[Referring expression pointing data]
____

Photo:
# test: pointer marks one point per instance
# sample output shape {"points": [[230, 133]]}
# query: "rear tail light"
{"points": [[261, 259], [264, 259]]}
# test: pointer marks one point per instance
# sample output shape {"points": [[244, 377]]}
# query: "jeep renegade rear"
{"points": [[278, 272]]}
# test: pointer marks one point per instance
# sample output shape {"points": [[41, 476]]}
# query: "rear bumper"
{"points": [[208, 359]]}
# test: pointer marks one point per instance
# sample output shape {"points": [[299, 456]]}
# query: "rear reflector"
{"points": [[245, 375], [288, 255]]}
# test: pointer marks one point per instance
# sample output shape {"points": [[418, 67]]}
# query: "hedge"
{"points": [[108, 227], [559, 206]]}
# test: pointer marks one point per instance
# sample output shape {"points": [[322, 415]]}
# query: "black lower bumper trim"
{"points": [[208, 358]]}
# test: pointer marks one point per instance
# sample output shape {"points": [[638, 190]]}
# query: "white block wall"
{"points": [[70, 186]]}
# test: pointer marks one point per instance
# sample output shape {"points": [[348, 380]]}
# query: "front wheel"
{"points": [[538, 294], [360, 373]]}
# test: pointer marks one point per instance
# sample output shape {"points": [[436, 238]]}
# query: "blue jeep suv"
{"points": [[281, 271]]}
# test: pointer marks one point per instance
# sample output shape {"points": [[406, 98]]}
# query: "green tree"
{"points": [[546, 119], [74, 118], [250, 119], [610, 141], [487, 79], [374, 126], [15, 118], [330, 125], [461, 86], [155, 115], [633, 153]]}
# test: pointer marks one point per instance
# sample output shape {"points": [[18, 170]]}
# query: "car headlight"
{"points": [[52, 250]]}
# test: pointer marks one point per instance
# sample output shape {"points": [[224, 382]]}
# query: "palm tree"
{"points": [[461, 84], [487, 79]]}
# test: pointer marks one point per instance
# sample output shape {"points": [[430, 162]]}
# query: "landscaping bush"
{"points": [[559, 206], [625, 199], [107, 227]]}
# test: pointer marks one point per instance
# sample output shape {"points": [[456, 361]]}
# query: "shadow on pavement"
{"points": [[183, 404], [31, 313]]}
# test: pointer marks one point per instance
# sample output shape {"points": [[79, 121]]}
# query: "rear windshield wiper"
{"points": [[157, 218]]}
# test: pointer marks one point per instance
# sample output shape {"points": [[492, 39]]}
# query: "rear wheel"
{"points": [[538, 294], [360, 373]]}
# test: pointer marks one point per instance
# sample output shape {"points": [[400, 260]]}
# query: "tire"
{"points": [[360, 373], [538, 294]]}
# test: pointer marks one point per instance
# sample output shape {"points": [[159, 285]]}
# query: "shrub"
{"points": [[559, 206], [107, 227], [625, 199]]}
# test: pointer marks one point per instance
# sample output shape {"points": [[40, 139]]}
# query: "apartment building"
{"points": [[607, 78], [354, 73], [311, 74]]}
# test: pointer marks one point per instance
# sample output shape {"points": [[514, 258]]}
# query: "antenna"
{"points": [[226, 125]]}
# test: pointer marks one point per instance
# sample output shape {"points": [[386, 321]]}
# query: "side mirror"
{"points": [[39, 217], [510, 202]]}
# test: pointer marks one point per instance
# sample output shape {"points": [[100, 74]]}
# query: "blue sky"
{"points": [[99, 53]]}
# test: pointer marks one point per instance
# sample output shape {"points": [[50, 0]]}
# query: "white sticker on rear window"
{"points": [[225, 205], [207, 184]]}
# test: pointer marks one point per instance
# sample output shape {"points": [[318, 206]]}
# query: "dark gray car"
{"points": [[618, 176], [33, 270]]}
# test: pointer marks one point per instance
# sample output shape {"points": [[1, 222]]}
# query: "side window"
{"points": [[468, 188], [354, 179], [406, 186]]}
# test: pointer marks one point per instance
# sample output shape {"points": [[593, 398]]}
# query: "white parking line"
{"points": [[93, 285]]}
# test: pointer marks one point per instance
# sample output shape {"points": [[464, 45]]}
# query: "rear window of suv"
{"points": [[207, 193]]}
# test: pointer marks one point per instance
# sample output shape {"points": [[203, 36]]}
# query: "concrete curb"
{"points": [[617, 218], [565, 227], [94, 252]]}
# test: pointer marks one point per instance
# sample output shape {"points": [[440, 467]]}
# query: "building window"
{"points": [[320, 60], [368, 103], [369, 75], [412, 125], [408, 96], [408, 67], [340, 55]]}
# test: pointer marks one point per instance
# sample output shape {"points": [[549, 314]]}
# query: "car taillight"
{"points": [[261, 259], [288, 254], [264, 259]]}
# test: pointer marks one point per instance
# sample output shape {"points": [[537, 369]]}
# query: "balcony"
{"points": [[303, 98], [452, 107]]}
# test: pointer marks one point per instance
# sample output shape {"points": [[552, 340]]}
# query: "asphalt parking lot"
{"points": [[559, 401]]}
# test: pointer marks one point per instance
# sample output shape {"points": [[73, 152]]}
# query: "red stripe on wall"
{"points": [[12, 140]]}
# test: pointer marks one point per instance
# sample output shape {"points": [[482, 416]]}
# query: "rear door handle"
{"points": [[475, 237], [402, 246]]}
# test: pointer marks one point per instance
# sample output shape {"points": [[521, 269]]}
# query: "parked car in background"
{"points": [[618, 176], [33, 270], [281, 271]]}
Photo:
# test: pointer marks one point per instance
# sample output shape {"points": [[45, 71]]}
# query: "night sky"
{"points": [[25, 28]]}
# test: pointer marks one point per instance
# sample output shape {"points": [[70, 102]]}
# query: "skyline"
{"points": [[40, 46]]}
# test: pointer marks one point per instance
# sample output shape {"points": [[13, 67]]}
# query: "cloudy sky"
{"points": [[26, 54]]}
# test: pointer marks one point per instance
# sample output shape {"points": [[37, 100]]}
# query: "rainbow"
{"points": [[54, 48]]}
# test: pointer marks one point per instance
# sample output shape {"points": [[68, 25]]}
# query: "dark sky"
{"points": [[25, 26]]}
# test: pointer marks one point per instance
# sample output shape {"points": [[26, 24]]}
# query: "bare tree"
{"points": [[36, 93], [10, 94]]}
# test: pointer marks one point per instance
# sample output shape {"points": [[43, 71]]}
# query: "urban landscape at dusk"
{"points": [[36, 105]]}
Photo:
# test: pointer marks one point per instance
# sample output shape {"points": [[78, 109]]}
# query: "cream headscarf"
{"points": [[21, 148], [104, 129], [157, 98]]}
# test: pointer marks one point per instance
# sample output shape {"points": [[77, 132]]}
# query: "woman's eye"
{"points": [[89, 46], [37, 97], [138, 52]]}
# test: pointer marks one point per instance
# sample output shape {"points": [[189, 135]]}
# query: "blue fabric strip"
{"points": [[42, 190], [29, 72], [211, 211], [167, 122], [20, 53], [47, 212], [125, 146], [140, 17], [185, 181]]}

____

• _Task prompt_
Each line above must be reproduced exactly as it stands.

• _Solution_
Photo:
# test: pointer marks one point per instance
# sample output shape {"points": [[230, 133]]}
# query: "rear tail light"
{"points": [[261, 259], [264, 259]]}
# test: pointer marks one point per instance
# sample output shape {"points": [[244, 377]]}
# query: "jeep renegade rear"
{"points": [[278, 272]]}
# test: pointer marks one point per instance
# sample output shape {"points": [[41, 476]]}
# query: "rear bumper"
{"points": [[208, 359]]}
# test: pointer marks one point per instance
# sample output shape {"points": [[299, 456]]}
# query: "rear reflector"
{"points": [[245, 375], [288, 255]]}
# test: pointer marks one point per instance
# sample output shape {"points": [[418, 67]]}
# query: "hedge"
{"points": [[108, 227], [559, 206]]}
# test: pointer marks one point per instance
# sample output shape {"points": [[322, 415]]}
# query: "black lower bumper trim"
{"points": [[208, 358]]}
# test: pointer marks one point per instance
# sample output shape {"points": [[638, 190]]}
# query: "white block wall"
{"points": [[70, 186]]}
# test: pointer marks one point per instance
# sample output shape {"points": [[348, 380]]}
# query: "front wheel"
{"points": [[538, 294], [360, 373]]}
# test: pointer marks one point per instance
# sample output shape {"points": [[436, 238]]}
# query: "blue jeep suv"
{"points": [[281, 271]]}
# test: pointer marks one point per instance
# sample output shape {"points": [[406, 98]]}
# query: "green tree"
{"points": [[546, 119], [74, 118], [250, 119], [610, 141], [487, 79], [374, 126], [15, 118], [330, 125], [461, 86], [155, 115], [633, 153]]}
# test: pointer marks one point per instance
# sample output shape {"points": [[18, 170]]}
# query: "car headlight"
{"points": [[52, 250]]}
# test: pointer marks one point per instance
# sample output shape {"points": [[224, 382]]}
# query: "palm tree"
{"points": [[461, 84], [487, 79]]}
# test: pointer marks one point per instance
# sample output shape {"points": [[430, 162]]}
# query: "landscaping bush"
{"points": [[559, 206], [625, 199], [107, 227]]}
# test: pointer marks one point per instance
# sample output shape {"points": [[456, 361]]}
# query: "shadow on pavement"
{"points": [[183, 404], [31, 313]]}
# test: pointer marks one point per instance
# sample output shape {"points": [[79, 121]]}
# query: "rear windshield wiper"
{"points": [[157, 218]]}
# test: pointer marks one point per instance
# sample output shape {"points": [[492, 39]]}
# query: "rear wheel"
{"points": [[538, 294], [360, 373]]}
# test: pointer marks one point per instance
# sample output shape {"points": [[400, 260]]}
# query: "tire"
{"points": [[360, 373], [538, 294]]}
# test: pointer marks one point per instance
# sample output shape {"points": [[159, 285]]}
# query: "shrub"
{"points": [[559, 206], [107, 227], [625, 199]]}
# test: pointer marks one point per instance
# sample output shape {"points": [[40, 139]]}
# query: "apartment building"
{"points": [[607, 78], [354, 73], [311, 74]]}
# test: pointer marks one point per instance
# sample output shape {"points": [[514, 258]]}
# query: "antenna"
{"points": [[226, 125]]}
# test: pointer marks one point per instance
# sample output shape {"points": [[386, 321]]}
# query: "side mirror"
{"points": [[39, 217], [510, 202]]}
# test: pointer marks one point per instance
# sample output shape {"points": [[100, 74]]}
# query: "blue sky"
{"points": [[99, 53]]}
# test: pointer marks one point per instance
# sample output shape {"points": [[50, 0]]}
# query: "white sticker on rear window"
{"points": [[225, 205], [207, 184]]}
# test: pointer marks one point per instance
# sample output shape {"points": [[318, 206]]}
# query: "dark gray car"
{"points": [[618, 176], [33, 270]]}
# test: pointer marks one point per instance
# sample output shape {"points": [[1, 222]]}
# query: "side window"
{"points": [[468, 188], [354, 179], [406, 186]]}
# test: pointer marks one point per instance
# sample output shape {"points": [[593, 398]]}
# query: "white parking line"
{"points": [[93, 285]]}
# test: pointer marks one point per instance
# sample output shape {"points": [[464, 45]]}
# query: "rear window of suv"
{"points": [[207, 193]]}
# test: pointer marks one point per instance
# sample output shape {"points": [[203, 36]]}
# query: "concrete curb"
{"points": [[617, 218], [565, 227], [94, 252]]}
# test: pointer marks one point per instance
# sample output shape {"points": [[440, 467]]}
# query: "building window"
{"points": [[320, 60], [368, 103], [369, 75], [412, 125], [408, 96], [408, 67], [340, 55]]}
# test: pointer marks one point per instance
# sample output shape {"points": [[549, 314]]}
# query: "car taillight"
{"points": [[261, 259], [288, 254], [264, 259]]}
# test: pointer marks one point per instance
# sample output shape {"points": [[537, 369]]}
# query: "balcony"
{"points": [[303, 98], [452, 107]]}
# test: pointer marks one point per instance
# sample output shape {"points": [[552, 340]]}
# query: "asphalt parking lot"
{"points": [[559, 401]]}
# test: pointer marks one point per instance
# sample output shape {"points": [[73, 152]]}
# query: "red stripe on wall"
{"points": [[12, 140]]}
# test: pointer marks one point per instance
# sample output shape {"points": [[482, 416]]}
# query: "rear door handle"
{"points": [[475, 237], [402, 246]]}
# test: pointer marks one point per instance
# sample output shape {"points": [[521, 269]]}
# query: "parked car in background"
{"points": [[618, 176], [33, 270], [281, 271]]}
Photo:
# test: pointer marks one point per instance
# sample output shape {"points": [[45, 71]]}
# query: "night sky"
{"points": [[25, 28]]}
# test: pointer marks one point per instance
# sample output shape {"points": [[70, 102]]}
# query: "skyline"
{"points": [[40, 46]]}
# test: pointer marks one point per instance
# sample output shape {"points": [[13, 67]]}
# query: "cloudy sky"
{"points": [[26, 54]]}
# test: pointer marks one point per instance
# sample output shape {"points": [[37, 100]]}
# query: "rainbow"
{"points": [[54, 48]]}
# test: pointer marks one point per instance
# sample output shape {"points": [[68, 25]]}
# query: "dark sky"
{"points": [[25, 26]]}
# test: pointer marks one point per instance
# sample output shape {"points": [[26, 24]]}
# query: "bare tree"
{"points": [[36, 93], [10, 94]]}
# test: pointer marks one point per instance
# sample output shape {"points": [[43, 71]]}
# query: "urban landscape at dusk"
{"points": [[36, 105]]}
Photo:
# test: pointer marks one point per instance
# sample output shape {"points": [[78, 109]]}
# query: "cream headscarf"
{"points": [[21, 148], [104, 129], [157, 98]]}
# test: pointer marks one point per instance
# sample output shape {"points": [[77, 132]]}
# query: "woman's eye"
{"points": [[89, 46], [37, 97], [138, 52]]}
# test: pointer marks one point per instance
# sample output shape {"points": [[189, 135]]}
# query: "blue fabric strip"
{"points": [[42, 190], [29, 72], [211, 211], [167, 122], [20, 53], [47, 212], [125, 146], [140, 17], [185, 181]]}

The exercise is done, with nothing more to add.